====== Text excerpt
Wellesley College Students Seek Ways To Improve the Environment

Nov. 20, 2008

CONTACT: Arlie Corday,

WELLESLEY, Mass. – Water, water everywhere – and how it relates to cleaning up the environment – has been the focus for three Wellesley College students' research projects, which they presented at the 7th Annual New England Undergraduate Environmental Research Symposium, “Water: Regional and International Issues," this month at Bridgewater State College.

Wellesley juniors Megan Carter-Thomas, Devaja Shafer and Emily Estes began working in Associate Professor of Geosciences Dan Brabander’s environmental geochemistry laboratory as part of Wellesley's 2008 summer research program.

“Projects ranged from examining the issue of lead in urban gardens, to the legacy of industrialization in the Neponset River Watershed, to evaluating the mobility of lead-bearing pigments in artificial playing fields,” Brabander said. “This group of students has all continued working in my lab this semester and presented their results to their peers at other institutions at the conference.”
============
Work task:
In the news item about Wellesley College students' environmental research, at which institution did the students present their projects?
====== Stored data
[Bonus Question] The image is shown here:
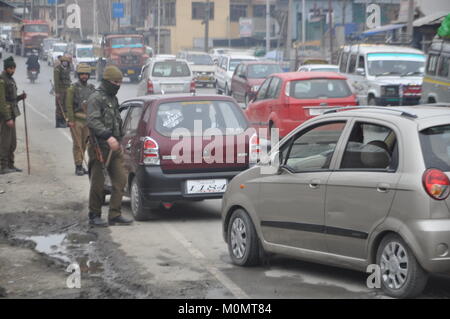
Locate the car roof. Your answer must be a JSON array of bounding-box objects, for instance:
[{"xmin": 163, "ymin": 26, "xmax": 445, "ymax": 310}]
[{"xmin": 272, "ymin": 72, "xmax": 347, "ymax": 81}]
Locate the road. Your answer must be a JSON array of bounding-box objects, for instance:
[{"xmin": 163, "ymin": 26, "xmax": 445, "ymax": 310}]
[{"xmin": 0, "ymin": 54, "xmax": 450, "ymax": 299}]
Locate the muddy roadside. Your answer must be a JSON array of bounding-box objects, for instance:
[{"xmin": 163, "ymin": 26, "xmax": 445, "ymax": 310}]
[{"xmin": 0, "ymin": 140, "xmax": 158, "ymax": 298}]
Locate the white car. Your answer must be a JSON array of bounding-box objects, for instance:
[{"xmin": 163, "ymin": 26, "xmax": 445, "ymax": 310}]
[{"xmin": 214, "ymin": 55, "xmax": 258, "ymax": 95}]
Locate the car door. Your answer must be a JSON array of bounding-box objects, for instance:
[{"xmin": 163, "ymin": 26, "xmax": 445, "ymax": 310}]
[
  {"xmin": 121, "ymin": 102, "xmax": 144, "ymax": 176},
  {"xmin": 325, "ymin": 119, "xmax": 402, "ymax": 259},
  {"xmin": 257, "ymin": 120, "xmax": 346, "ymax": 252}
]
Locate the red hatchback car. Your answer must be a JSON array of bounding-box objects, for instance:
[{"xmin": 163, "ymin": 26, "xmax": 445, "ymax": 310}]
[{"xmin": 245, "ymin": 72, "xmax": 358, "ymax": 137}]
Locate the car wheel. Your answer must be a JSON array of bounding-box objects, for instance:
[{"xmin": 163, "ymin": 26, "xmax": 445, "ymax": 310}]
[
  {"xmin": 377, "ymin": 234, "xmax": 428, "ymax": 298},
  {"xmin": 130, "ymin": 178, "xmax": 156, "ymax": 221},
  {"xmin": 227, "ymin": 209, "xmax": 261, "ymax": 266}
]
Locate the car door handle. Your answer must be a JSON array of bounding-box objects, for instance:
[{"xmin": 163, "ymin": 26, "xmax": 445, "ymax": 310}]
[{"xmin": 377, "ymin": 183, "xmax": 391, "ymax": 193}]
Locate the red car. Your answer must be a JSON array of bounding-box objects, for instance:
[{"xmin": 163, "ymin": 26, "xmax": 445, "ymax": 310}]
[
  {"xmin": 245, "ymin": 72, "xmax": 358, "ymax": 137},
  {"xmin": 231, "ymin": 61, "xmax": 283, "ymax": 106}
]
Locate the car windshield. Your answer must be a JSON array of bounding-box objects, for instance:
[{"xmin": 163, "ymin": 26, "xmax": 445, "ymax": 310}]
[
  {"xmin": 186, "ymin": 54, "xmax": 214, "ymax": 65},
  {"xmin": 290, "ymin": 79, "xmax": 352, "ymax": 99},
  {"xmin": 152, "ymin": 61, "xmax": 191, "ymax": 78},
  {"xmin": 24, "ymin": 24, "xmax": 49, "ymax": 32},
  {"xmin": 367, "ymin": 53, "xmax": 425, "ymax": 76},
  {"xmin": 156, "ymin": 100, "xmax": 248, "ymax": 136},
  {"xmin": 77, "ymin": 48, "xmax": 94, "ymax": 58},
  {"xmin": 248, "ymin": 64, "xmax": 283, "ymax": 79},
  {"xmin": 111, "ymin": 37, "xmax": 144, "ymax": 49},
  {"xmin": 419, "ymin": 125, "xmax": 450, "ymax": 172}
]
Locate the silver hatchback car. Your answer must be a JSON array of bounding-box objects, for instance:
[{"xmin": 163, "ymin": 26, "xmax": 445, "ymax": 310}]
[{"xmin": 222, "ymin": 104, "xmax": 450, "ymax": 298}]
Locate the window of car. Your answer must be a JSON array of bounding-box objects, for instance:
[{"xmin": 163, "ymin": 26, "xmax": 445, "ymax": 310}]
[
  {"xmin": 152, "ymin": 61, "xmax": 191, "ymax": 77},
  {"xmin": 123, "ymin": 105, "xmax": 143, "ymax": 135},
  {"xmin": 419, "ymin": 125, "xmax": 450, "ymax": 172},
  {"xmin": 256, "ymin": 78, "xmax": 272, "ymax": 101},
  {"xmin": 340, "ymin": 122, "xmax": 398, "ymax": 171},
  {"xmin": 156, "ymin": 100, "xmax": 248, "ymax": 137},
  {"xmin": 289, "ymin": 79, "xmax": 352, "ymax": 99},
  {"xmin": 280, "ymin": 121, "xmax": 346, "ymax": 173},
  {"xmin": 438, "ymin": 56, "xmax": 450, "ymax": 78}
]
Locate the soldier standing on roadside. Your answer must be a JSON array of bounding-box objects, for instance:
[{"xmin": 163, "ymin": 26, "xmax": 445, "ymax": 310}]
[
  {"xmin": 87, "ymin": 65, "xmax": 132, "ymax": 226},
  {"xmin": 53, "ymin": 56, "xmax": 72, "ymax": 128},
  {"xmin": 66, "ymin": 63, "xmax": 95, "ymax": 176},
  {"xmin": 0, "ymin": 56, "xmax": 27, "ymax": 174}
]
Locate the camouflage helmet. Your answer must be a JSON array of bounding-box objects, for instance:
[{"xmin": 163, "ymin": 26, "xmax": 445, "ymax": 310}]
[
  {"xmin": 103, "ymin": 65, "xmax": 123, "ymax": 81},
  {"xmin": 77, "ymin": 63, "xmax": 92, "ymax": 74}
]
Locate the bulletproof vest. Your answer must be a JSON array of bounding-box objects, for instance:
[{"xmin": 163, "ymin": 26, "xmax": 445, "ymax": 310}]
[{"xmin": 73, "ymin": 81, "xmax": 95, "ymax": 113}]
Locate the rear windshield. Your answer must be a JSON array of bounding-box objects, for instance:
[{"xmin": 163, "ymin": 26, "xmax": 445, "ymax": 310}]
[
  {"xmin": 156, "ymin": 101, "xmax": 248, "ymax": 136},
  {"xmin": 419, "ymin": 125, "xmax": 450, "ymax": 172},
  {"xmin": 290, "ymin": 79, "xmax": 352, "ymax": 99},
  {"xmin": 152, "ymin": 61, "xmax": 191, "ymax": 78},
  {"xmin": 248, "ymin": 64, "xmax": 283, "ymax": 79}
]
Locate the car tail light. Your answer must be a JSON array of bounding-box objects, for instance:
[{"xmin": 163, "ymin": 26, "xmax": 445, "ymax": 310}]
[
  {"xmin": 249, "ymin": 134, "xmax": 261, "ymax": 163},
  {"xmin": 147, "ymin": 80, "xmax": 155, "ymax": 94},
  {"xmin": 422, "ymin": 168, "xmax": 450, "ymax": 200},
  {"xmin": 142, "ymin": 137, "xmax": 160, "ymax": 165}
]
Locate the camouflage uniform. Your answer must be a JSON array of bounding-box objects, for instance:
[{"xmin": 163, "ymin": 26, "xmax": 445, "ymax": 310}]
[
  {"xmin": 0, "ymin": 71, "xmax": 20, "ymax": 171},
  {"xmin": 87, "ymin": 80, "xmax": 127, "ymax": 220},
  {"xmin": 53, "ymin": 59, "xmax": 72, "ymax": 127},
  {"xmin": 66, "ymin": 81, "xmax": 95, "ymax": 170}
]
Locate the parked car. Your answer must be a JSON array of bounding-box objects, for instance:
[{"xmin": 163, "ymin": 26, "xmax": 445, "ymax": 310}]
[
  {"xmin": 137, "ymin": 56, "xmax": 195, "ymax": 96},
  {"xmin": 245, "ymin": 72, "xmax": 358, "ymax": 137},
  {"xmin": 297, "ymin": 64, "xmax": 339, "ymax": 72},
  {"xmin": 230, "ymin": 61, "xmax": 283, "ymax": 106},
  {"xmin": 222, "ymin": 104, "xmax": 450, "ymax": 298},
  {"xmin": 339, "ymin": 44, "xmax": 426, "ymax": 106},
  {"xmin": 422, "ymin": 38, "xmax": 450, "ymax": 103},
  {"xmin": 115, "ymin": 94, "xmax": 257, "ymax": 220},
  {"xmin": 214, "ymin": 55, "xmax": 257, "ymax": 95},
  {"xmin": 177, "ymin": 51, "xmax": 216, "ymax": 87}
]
============
Exercise result:
Bridgewater State College